**PROBLEM REQUIREMENTS**: Report each line of the listing below that contains the word "twine", copying every such line in full. A match counts only if its case is the same.

* Start DATA EXCERPTS *

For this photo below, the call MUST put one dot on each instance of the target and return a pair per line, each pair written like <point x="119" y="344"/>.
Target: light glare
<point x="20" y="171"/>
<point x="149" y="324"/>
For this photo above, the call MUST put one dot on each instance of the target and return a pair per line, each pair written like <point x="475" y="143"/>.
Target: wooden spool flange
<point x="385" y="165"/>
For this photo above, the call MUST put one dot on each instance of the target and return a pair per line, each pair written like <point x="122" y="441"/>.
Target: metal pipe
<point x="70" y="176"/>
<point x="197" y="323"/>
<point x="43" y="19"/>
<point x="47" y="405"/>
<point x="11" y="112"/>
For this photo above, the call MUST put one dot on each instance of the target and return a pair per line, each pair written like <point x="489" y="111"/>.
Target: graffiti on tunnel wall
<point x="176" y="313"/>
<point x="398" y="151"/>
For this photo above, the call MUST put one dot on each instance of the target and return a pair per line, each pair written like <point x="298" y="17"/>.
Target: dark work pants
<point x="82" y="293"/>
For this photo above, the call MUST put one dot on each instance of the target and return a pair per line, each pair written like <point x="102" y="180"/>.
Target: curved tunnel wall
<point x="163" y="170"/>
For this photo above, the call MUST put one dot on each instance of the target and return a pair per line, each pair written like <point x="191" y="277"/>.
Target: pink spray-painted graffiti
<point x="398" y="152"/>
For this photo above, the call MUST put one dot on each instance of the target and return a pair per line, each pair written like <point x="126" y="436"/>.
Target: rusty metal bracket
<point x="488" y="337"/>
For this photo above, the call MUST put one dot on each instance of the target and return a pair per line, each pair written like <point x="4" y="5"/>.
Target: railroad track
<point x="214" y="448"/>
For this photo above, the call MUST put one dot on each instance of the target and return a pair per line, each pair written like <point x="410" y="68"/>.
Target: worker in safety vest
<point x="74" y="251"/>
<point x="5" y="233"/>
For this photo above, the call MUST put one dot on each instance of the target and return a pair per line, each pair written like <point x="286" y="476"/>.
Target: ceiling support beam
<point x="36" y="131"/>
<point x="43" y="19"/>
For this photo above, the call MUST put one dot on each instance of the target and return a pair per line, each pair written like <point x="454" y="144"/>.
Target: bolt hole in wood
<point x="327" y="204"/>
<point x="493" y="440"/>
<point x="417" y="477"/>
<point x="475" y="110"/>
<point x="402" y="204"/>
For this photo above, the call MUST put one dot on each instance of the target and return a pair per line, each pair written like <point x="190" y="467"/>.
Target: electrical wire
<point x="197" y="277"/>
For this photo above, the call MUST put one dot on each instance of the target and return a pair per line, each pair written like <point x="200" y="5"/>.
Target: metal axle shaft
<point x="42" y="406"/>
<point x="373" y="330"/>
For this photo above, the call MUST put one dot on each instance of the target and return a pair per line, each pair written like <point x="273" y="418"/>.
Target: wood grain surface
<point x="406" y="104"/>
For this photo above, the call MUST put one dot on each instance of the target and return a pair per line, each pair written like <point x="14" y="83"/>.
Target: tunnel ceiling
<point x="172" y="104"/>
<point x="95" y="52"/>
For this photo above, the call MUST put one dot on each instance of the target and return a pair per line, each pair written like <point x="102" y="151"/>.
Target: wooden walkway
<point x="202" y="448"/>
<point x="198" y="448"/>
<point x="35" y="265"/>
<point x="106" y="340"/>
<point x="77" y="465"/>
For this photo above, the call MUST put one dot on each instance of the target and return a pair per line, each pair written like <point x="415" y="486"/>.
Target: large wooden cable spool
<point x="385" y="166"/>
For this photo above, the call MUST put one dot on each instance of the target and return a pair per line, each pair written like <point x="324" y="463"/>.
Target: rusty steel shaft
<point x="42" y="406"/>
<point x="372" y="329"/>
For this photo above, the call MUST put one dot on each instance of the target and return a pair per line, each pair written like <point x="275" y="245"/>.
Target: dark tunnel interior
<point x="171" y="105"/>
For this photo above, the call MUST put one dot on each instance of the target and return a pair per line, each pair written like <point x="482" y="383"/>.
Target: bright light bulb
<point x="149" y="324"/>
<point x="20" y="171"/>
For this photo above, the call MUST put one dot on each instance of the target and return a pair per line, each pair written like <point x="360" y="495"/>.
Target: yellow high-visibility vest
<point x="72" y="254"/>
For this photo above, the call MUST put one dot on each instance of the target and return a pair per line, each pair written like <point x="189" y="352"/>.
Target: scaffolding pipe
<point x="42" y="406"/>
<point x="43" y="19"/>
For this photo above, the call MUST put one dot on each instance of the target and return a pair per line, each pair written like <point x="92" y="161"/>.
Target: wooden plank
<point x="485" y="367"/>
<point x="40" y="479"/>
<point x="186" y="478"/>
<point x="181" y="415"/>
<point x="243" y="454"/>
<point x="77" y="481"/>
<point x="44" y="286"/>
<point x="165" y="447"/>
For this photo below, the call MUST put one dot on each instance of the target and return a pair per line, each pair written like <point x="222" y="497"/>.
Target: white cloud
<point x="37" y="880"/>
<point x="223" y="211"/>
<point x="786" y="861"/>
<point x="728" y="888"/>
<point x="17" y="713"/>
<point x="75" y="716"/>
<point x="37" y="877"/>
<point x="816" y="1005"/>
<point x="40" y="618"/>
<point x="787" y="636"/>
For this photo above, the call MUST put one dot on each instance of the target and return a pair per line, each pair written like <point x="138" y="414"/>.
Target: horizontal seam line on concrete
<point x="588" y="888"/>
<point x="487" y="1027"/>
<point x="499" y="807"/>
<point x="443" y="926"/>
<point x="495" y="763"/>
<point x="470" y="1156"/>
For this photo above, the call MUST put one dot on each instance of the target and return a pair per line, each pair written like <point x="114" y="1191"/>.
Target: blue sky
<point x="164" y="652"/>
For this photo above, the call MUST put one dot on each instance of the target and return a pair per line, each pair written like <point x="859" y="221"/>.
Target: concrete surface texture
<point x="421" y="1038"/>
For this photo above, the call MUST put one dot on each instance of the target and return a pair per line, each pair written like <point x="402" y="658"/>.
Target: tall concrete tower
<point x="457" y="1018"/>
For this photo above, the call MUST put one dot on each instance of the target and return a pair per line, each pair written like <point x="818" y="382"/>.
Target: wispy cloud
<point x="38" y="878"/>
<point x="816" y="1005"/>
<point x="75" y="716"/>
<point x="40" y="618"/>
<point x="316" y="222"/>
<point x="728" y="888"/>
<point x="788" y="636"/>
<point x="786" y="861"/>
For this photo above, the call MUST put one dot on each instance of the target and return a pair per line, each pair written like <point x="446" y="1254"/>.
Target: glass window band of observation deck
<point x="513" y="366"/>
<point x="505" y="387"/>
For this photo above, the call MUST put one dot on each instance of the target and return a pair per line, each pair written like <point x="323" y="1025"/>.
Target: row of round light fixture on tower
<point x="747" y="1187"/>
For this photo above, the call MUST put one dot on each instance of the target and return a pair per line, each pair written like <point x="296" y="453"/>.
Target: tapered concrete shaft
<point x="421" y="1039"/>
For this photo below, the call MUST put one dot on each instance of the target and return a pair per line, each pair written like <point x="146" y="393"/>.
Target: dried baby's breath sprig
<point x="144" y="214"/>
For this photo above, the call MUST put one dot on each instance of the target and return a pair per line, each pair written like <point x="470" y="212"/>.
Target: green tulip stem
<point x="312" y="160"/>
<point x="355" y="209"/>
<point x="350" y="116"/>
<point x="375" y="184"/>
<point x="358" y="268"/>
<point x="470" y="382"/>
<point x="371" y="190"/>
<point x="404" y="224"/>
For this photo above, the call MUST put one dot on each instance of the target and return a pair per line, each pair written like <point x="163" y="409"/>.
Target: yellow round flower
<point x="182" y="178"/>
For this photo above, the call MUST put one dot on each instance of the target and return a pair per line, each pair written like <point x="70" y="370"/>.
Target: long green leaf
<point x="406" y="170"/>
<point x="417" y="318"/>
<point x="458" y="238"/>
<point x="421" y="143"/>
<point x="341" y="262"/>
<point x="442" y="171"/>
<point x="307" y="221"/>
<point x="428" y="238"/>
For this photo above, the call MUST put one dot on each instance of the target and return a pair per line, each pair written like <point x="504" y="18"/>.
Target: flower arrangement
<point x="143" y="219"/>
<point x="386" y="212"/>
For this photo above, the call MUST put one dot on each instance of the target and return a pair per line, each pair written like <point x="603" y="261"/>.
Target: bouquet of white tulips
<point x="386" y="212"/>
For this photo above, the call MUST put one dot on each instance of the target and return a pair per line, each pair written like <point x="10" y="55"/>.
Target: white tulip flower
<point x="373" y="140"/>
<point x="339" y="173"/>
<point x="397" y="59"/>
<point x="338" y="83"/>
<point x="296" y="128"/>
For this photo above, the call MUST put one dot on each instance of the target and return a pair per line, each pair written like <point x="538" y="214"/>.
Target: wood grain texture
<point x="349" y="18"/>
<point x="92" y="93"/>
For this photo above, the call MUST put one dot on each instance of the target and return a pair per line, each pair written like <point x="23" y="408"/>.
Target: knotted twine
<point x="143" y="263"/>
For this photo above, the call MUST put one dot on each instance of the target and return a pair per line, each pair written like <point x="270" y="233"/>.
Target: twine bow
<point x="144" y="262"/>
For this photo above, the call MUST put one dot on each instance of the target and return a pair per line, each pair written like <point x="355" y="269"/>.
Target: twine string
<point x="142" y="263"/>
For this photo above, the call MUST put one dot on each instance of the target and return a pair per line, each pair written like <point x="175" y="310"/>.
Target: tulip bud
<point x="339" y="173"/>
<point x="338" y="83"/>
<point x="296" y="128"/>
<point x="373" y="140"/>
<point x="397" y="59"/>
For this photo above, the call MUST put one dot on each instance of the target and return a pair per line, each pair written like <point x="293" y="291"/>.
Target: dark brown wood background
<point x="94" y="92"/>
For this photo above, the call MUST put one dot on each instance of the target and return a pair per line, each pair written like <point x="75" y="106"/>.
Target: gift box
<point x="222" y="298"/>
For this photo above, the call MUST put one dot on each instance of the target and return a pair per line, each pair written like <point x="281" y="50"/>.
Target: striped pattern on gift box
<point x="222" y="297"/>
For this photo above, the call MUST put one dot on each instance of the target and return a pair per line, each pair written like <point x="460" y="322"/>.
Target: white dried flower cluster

* End DATA EXCERPTS *

**TASK OUTPUT**:
Target: knotted twine
Target: twine bow
Target: twine string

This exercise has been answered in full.